[Start of ITEMS]

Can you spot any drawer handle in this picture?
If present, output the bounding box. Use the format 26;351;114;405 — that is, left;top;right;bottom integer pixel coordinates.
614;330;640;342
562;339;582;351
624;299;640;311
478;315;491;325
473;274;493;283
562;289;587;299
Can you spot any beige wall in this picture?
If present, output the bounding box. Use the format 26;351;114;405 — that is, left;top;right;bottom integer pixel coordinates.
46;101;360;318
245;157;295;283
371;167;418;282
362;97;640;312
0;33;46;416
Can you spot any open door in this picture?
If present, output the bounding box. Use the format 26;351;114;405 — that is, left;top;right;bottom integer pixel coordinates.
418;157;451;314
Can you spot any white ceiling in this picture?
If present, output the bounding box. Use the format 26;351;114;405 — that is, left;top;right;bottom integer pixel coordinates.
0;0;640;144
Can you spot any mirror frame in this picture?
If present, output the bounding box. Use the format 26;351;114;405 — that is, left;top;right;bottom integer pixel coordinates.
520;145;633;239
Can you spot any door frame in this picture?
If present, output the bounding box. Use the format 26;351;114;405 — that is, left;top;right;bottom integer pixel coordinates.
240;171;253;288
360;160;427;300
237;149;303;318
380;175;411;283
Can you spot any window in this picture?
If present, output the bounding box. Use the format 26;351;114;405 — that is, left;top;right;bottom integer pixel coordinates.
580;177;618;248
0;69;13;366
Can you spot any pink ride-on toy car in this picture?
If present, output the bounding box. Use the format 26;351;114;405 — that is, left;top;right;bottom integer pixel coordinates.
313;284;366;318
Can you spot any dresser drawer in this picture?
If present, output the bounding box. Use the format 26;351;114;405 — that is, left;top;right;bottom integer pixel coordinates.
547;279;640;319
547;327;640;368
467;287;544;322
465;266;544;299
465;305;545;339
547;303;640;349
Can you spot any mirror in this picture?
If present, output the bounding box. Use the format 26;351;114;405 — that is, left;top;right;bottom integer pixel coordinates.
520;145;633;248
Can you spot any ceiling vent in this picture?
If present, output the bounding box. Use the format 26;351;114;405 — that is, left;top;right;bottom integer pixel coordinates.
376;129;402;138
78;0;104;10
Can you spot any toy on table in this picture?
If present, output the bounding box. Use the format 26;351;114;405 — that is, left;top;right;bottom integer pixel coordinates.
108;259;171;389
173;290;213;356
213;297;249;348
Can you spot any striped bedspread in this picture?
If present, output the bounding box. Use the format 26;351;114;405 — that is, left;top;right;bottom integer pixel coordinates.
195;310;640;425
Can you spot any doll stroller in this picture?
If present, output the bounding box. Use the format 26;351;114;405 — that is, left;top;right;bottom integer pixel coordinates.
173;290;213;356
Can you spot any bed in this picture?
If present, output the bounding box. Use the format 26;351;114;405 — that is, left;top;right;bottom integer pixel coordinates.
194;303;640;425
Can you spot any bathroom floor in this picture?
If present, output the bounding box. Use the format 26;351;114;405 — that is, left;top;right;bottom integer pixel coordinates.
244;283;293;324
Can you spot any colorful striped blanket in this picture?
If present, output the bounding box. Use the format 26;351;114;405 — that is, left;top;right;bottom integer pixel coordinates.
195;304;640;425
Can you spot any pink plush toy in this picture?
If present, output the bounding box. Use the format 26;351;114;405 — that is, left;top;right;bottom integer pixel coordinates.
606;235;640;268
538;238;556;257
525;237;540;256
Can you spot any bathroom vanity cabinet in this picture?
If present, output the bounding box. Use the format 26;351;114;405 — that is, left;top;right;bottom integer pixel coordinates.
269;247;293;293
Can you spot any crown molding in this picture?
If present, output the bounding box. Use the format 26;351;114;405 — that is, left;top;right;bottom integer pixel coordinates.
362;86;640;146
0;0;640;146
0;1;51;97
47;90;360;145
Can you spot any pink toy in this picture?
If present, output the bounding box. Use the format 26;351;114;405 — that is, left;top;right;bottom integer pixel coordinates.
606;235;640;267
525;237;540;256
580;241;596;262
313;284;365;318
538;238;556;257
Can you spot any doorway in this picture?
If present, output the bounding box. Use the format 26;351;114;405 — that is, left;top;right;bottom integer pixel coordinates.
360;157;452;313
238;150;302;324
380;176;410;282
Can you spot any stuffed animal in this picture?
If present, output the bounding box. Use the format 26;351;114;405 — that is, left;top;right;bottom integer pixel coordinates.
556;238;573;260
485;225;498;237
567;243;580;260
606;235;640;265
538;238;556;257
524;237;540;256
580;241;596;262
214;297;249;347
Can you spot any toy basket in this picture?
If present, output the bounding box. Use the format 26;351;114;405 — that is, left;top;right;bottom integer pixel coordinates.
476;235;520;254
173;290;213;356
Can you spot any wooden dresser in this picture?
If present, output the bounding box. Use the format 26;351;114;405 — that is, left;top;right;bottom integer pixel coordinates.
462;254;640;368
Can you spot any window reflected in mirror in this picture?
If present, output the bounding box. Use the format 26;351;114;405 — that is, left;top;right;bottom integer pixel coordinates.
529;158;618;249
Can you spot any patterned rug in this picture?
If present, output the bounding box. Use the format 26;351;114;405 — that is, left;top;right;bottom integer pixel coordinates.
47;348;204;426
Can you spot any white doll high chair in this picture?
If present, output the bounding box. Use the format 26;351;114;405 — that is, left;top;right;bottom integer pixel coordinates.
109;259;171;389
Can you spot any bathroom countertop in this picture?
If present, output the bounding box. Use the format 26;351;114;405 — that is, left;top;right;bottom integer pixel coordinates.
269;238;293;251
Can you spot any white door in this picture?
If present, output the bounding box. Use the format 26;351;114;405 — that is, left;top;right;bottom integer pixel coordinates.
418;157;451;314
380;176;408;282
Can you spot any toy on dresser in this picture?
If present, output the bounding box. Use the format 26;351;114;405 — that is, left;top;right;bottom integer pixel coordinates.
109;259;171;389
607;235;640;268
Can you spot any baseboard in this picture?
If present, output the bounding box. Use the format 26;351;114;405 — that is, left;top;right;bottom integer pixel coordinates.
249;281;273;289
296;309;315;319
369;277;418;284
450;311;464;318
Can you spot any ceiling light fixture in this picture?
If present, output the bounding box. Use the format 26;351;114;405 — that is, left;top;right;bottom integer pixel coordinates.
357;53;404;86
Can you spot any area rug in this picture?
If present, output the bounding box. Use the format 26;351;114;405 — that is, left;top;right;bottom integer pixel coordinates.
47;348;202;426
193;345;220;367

[End of ITEMS]

> **GIVEN TASK**
Reproduce the stretch from the start of the records through the line that contains "547;303;640;349", including the requests, and increase every bounding box coordinate in the answers by 30.

> **COMPLETED TASK**
Can you spot any drawer handle in this picture?
If present, output the bounding box. Use the format 26;351;114;405 — that is, left;top;right;bottom integer pixel coordinates.
644;360;670;372
592;369;612;381
654;329;670;341
508;345;521;355
503;304;523;313
592;319;617;329
Can you spot any beige wall in this picture?
If present, output the bounding box. Use the format 26;351;114;405 — that is, left;top;right;bottom integer pixel coordinates.
76;131;390;348
275;187;325;313
401;197;448;312
392;127;670;342
30;63;76;446
Can you spot any open door in this picture?
If present, output the bounding box. Use the format 26;351;114;405 — that is, left;top;right;bottom integer pixel coordinates.
448;187;481;344
Can you spot any white ceiling in this picture?
If present, output the bounding box. Use the format 26;351;114;405 — that is, left;top;right;bottom integer pixel coordinates.
30;30;670;174
Can you spot any mirror frame in this picture?
If present, output the bounding box. Use the format 26;351;114;405 — that is, left;top;right;bottom integer pixel coordinates.
550;175;663;269
Can you spot any door frame in this picture?
If present, output the bounding box. Use the format 26;351;114;405 — that is, left;top;right;bottom integer pixel coordinates.
270;201;283;318
390;190;457;330
267;179;333;348
410;205;441;313
Can you spot any window in this picture?
If present, output the bounding box. Use the format 26;351;114;405 — that is, left;top;right;bottom integer pixel coordinates.
610;207;648;278
30;99;43;396
Can you spot any pink ride-on toy car in this picture?
If present, output the bounding box. Use the format 26;351;114;405 — that is, left;top;right;bottom integer pixel coordinates.
343;314;396;348
Can you spot any dresser drawer in this picture?
If present, output the bounding box. Use the format 26;351;114;405 — that is, left;top;right;bottom integer pixel coordinates.
577;309;670;349
577;357;670;398
497;317;574;352
495;296;574;329
495;335;575;369
577;333;670;379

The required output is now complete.